Passage to read:
- - -
Hydrogen produced from renewable energy is coming to the fore just as the world exits an epoch when extraction and exploitation give way to a more benign future of synthesis, argues Stan Thompson. This change has major implications for an extractive economy such as Australia’s.
It is hardest to see a profound transition when you’re right in the middle of it.
Just now the world is at the change point between the declining epoch of extraction and the dawning epoch of synthesis.
Much of what has historically been brought up from beneath the earth’s surface will, beginning now, be instead synthesised from our ambient surroundings through the use of renewable energy and—increasingly—data technology.
Metals and minerals have been extracted from the earth’s surface, and beneath, since before recorded history.
At the beginning of the Industrial Revolution, we began extracting energy, as well as material, in the form of coal and then oil. Coal, extracted from the earth, moved us along rails and across seas; extracted oil moved us on roads, across seas and through the skies.
- Energy extraction made civilization, as we know it, possible, but the process of extraction entails three intractable problems:
- Extractibles are inherently finite. When all of a thing that can be commercially extracted has been found and used up, the process stops.
- Almost everything that’s extracted also brings something unintended along with it, which has to be dealt with. Just now, CO2—the residue of extracted energy—is on everyone’s mind.
- Unlike water and air, the materials on and under the earth are not at all uniformly distributed. Tight control of extraction economies can fuel the domination of the many by the few in geographies where centuries of commitment to democratic government have not “immunised” populations against it.
One of the early harbingers of the epoch of synthesis has been Germany’s making “unnatural gas” for their mains from hydrogen, electrolysed using wind energy, and carbon dioxide obtained from air cryogenically.
The emergence of fertiliser made from renewable-energy-sourced green manufactured hydrogen, combined with nitrogen from air, supplants natural gas from the earth, eventually eliminating millions of tons in CO2 emissions.
The planet’s natural gas is nowhere near depleted but neither is it infinite; with how many future generations of mankind does it need to be shared? Has that ever appeared as a line item in a business model?
It’s not yet conspicuous, but the plunging price of oil is probably already prying loose the illiberal grip on power in Russia, Venezuela and Iran.
Making fertiliser, steel and concrete are among the most climate gas intensive processes. Each of these is now being re imagined, using green hydrogen.
There is wide consciousness, if not a universally shared vision, of the menace of human-caused climate change. Taken as a whole, the issue is seen as one of avoidance.
But there is a very different way of viewing the situation. It’s as the dawning of an epoch of synthesis, when what we need and use is drawn from, and harmlessly released back into, our ambient surroundings continuously as a matter of underlying system design.
The essence of this change can be illustrated by the rapid evolution of the ink jet printer into additive manufacturing. I think those printers will someday be regarded as symbolic of the extraction/synthesis transition, just as the expansion steam engine heralded the Industrial Revolution.
The synthesis epoch trends to crafting the most anodyne ways of producing material and artifacts as opposed to the least costly. The cumulative effect over time becomes an underlying design parameter.
Compared with the epoch of extraction:
- Almost nothing tends to depletion.
- Little is introduced into the ambient environment that did not come from it. This is a simplification; chlorofluorocarbons are synthesis artifacts. More attention, not less, is paid to processing. But that’s what Big Data, a pillar of the synthesis epoch, does especially well. What began as recycling morphs into resourcing to avoid extraction.
- Geography, and wars waged to seize and defend it is a hallmark of extraction but it becomes a smaller consideration as people create synthesis economies wherever they happen to be.
The computer-controlled turret lathe, precisely removing matter from a work-piece, is emblematic of the extraction epoch.
The familiar inkjet printer, scaled-up to “print” the foundation for a new apartment complex, symbolises the new epoch of synthesis.
It is a brave new world. Where synthesis is going to take us is no more obvious than an Aston-Martin was to James Watt or an Airbus 380 was to Robert Fulton.
Stan Thompson is an American and former company futurist for BellSouth Telecommunications (now part of AT&T). He is a proponent of Hydrail, an electric rail transit system powered by hydrogen fuel cells. Stan has spoken internationally on hydrail and today lives on Lake Norman in North Carolina.
- - -
Dataset content:

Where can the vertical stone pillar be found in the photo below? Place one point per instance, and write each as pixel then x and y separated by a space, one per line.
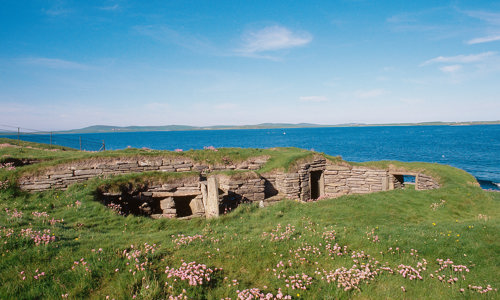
- - -
Problem requirements: Reproduce the hydrogen article starting with "The planet’s natural" and going on through "using green hydrogen.", swapping "green hydrogen" for "renewable hydrogen".

Written reply:
The planet’s natural gas is nowhere near depleted but neither is it infinite; with how many future generations of mankind does it need to be shared? Has that ever appeared as a line item in a business model?
It’s not yet conspicuous, but the plunging price of oil is probably already prying loose the illiberal grip on power in Russia, Venezuela and Iran.
Making fertiliser, steel and concrete are among the most climate gas intensive processes. Each of these is now being re imagined, using renewable hydrogen.